(Extracted data entries)
▽

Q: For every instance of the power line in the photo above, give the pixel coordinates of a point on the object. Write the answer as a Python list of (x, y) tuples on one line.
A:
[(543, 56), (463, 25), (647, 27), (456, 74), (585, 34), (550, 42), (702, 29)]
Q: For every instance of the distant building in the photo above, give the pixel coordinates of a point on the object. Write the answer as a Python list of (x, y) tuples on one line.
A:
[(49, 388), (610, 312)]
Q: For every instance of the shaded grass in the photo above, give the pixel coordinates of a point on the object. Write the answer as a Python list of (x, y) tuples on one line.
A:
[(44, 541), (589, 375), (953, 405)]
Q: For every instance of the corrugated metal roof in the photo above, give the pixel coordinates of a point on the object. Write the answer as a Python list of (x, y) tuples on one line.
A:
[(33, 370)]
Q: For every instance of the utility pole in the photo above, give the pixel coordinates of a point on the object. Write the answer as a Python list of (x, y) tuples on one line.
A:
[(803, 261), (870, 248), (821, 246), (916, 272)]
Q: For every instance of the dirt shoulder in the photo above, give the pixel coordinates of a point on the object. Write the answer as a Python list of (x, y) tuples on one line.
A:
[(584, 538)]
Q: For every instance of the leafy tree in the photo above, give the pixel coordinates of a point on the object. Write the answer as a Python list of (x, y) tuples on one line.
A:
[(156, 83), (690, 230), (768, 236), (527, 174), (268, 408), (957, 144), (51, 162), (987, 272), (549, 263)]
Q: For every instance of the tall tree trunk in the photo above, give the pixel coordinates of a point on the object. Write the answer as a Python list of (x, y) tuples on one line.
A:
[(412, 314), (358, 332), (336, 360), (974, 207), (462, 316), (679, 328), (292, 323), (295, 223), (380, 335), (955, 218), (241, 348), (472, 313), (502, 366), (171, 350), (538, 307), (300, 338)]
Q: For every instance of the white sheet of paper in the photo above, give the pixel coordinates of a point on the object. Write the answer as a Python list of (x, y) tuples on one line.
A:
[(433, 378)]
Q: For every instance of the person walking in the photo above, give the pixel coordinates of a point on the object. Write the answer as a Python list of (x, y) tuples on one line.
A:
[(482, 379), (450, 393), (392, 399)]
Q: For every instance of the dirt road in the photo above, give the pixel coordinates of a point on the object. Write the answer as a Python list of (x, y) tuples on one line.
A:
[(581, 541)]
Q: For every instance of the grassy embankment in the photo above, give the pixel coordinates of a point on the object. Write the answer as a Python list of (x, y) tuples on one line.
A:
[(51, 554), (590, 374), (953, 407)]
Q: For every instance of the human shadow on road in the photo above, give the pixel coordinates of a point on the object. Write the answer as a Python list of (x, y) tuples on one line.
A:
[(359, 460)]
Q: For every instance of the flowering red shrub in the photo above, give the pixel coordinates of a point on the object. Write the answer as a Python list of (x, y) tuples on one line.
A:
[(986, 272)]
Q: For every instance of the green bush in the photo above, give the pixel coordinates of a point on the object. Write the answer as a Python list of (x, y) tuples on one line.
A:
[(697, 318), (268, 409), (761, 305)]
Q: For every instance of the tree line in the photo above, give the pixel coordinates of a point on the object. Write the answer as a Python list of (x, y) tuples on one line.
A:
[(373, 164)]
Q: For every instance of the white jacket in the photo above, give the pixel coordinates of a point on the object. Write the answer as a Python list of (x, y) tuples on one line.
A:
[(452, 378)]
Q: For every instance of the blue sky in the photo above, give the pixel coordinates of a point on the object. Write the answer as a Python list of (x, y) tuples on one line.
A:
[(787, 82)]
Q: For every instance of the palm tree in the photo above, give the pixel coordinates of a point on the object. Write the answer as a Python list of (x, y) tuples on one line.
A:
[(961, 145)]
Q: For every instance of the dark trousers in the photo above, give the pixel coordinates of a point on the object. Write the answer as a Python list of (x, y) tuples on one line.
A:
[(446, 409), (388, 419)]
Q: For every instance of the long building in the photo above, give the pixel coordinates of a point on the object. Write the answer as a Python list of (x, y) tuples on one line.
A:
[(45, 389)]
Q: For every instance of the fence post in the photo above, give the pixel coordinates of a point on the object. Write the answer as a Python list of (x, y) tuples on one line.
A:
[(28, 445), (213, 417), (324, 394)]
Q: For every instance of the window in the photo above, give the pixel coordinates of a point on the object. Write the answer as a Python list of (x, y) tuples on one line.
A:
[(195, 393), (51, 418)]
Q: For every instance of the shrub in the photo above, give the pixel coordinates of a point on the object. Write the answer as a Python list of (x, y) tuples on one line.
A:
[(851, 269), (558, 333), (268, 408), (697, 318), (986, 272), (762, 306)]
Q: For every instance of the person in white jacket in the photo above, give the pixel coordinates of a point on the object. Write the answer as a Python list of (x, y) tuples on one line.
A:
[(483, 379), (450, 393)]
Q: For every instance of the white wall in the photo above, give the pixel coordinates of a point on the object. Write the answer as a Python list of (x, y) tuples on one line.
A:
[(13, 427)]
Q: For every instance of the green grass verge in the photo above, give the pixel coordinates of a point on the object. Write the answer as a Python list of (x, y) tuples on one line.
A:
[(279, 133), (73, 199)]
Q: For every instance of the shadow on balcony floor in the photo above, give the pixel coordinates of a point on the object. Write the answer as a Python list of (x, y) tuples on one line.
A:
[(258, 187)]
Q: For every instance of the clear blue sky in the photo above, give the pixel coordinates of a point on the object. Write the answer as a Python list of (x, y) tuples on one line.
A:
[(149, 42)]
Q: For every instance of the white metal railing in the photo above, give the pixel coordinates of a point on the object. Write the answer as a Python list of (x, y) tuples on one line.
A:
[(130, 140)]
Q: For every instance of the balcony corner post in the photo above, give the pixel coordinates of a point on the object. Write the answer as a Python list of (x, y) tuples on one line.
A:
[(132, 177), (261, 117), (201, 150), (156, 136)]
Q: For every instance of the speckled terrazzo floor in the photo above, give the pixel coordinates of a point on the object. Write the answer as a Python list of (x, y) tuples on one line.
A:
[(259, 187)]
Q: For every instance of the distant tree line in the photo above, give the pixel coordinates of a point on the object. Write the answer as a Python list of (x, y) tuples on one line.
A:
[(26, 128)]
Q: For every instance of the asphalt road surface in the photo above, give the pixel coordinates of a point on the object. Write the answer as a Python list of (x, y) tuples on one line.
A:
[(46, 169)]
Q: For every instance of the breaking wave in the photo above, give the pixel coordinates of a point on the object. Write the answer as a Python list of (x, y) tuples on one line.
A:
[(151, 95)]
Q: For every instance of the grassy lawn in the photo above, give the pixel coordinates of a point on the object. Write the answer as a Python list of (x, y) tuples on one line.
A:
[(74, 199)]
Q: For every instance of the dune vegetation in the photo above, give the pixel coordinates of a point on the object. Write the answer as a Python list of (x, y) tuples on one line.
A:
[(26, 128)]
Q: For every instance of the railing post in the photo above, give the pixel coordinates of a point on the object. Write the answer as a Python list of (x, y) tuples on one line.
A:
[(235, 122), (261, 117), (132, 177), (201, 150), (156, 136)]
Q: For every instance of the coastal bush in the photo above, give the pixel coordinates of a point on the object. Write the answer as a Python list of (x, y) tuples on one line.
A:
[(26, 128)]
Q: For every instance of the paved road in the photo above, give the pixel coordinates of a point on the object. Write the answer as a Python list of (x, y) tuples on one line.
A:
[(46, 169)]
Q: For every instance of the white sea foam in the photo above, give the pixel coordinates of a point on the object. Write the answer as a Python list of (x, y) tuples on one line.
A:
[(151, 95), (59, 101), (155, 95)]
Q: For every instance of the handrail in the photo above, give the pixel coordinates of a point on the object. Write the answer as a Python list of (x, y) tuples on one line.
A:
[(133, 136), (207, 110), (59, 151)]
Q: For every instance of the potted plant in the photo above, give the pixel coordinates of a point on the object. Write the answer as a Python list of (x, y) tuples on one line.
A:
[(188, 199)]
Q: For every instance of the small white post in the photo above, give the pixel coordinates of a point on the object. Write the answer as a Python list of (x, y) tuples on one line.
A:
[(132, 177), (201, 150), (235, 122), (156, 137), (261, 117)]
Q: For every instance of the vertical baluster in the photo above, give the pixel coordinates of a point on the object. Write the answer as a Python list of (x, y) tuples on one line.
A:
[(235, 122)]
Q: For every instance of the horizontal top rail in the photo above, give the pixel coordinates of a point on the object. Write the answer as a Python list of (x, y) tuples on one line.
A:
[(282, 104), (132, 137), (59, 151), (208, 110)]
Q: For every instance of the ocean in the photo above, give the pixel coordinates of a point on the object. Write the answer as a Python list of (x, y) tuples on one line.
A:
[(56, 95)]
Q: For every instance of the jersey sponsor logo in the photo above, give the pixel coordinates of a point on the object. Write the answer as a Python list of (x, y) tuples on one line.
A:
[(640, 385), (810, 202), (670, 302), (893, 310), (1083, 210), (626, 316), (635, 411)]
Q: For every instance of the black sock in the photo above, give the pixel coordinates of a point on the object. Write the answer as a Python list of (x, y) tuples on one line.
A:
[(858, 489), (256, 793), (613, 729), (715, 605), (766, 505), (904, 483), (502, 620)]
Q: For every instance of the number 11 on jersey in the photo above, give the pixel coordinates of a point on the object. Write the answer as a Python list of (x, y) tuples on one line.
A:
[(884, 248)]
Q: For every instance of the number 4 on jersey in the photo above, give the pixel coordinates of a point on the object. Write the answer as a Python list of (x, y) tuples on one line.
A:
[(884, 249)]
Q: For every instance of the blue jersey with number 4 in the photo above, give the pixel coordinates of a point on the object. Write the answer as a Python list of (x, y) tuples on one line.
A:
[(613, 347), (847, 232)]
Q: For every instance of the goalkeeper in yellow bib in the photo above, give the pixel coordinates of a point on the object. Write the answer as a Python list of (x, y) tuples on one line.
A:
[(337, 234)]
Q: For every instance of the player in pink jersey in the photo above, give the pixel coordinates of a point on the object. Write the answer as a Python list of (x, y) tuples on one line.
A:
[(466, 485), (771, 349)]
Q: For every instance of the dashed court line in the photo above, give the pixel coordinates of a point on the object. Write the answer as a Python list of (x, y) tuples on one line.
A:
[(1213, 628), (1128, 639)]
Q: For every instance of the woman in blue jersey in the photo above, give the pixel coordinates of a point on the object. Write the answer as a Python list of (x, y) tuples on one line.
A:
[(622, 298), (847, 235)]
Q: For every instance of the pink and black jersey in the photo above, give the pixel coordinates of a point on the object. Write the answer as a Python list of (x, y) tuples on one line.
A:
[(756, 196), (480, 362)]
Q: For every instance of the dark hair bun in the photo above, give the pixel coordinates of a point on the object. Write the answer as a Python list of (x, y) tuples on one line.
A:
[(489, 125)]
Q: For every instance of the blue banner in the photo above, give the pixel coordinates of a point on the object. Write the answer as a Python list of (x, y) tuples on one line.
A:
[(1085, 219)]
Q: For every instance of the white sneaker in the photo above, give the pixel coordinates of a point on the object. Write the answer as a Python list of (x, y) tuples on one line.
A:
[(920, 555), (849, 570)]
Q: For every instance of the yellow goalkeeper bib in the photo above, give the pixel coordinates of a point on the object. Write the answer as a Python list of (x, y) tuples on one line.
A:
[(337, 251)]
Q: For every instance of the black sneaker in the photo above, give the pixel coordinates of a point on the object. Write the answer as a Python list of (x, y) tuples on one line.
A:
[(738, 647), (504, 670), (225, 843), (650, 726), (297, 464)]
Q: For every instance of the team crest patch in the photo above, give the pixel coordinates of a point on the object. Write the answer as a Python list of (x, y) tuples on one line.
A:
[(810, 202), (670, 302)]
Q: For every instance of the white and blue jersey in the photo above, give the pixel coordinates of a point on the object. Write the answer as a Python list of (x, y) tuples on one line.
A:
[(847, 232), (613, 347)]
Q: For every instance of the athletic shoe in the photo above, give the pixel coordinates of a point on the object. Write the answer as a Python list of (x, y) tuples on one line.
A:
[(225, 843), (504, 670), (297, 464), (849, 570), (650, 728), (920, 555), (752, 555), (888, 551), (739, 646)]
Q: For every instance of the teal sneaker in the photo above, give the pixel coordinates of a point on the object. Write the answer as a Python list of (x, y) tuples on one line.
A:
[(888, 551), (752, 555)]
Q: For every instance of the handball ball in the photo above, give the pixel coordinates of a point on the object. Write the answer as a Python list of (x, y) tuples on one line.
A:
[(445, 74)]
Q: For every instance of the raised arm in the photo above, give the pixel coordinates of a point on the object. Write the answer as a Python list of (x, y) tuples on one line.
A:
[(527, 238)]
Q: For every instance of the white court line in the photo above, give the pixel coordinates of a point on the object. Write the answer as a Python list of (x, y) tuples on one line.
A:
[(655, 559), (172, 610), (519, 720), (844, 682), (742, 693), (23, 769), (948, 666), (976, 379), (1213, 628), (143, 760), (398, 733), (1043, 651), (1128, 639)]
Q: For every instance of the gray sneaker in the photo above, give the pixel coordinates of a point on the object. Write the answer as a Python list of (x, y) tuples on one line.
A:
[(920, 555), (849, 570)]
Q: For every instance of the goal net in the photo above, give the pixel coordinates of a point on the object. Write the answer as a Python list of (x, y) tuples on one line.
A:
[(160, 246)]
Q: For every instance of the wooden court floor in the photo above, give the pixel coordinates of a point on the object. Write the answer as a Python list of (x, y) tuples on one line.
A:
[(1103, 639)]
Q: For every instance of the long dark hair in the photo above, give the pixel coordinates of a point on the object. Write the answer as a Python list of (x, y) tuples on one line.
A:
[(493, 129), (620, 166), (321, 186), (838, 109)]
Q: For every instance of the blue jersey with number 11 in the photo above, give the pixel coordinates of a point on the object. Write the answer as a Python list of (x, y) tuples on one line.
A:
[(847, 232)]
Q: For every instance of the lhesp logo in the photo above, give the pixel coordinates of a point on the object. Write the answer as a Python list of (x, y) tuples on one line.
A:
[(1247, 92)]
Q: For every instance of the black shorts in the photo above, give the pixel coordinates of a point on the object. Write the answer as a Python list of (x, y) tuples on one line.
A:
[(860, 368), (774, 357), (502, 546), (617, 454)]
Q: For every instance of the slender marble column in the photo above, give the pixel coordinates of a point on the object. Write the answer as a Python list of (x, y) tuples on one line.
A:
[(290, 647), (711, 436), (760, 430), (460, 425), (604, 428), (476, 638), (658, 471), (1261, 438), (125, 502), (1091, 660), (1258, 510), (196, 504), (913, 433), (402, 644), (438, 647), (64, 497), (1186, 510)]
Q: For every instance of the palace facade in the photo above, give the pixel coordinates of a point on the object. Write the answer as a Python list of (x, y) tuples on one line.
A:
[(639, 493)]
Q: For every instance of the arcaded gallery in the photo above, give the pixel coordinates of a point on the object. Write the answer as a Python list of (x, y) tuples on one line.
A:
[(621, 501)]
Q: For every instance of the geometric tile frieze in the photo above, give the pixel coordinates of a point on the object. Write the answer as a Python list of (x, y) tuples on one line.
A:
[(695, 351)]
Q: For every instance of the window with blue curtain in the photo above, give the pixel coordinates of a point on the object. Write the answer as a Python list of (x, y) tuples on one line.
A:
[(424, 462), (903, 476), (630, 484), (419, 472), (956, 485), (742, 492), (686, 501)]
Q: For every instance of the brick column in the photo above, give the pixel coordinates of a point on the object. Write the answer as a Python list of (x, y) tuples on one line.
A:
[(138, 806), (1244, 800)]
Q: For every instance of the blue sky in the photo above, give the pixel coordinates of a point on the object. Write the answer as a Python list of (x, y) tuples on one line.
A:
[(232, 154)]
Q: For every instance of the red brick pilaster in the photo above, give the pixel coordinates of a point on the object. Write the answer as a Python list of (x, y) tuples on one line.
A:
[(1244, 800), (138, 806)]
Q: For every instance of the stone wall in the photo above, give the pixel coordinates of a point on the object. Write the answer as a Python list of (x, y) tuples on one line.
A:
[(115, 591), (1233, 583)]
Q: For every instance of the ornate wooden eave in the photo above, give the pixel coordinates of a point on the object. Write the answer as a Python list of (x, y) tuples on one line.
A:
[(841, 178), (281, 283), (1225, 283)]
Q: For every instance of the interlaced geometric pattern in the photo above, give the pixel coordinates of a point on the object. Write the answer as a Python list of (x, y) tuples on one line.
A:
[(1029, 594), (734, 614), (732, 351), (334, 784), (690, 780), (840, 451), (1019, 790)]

△

■ About this task
Within the entries above, report how many lines include "grassy", and keep the answer to the number.

■ Result of the exercise
2